**The request**
Reproduce the stretch of the listing below, from the line containing "Outline stack of concrete" through the line containing "[236,109,244,284]", both included. Leave each request unchanged, and raise every bounding-box coordinate by 17.

**Data shown**
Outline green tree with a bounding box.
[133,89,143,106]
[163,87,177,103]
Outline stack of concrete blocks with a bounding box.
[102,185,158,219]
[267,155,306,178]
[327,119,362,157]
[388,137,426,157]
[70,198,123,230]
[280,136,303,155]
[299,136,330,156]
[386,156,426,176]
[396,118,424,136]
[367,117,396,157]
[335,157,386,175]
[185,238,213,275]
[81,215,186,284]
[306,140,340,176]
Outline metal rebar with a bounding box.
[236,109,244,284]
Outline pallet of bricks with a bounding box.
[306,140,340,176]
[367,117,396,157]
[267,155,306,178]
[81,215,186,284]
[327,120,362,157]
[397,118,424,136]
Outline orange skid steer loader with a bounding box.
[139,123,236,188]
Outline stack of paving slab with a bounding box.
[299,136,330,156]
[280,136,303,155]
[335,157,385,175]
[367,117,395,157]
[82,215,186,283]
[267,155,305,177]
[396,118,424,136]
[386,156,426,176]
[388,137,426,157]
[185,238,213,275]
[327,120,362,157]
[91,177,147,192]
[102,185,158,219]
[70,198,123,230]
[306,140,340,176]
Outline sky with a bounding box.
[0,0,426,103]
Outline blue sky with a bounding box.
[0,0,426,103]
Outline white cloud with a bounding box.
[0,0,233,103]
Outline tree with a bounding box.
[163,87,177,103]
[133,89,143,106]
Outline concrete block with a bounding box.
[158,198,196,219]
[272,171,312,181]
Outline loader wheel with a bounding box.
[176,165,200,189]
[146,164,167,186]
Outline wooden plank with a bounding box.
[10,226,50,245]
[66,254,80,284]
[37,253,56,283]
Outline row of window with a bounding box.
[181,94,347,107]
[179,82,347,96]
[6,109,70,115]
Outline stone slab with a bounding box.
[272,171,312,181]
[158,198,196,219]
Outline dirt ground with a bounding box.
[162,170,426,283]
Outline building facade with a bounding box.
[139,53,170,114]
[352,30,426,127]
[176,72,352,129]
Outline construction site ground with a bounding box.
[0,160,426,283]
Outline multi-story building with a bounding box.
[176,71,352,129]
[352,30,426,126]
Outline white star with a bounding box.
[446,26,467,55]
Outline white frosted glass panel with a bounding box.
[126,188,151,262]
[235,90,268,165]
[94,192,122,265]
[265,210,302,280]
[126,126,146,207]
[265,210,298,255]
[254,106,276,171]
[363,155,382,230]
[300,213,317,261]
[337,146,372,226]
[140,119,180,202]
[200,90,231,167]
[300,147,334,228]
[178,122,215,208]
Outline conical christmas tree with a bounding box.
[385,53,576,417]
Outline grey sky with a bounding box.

**Correct response**
Outline stack of concrete blocks with a bounding box.
[119,202,175,236]
[284,172,323,195]
[344,136,379,174]
[405,154,443,174]
[87,215,140,247]
[297,153,320,172]
[316,153,347,173]
[403,173,443,193]
[413,135,441,153]
[384,134,413,174]
[352,174,403,192]
[202,255,230,292]
[98,232,203,301]
[323,157,357,193]
Outline metal rebar with a bounding box.
[253,126,261,301]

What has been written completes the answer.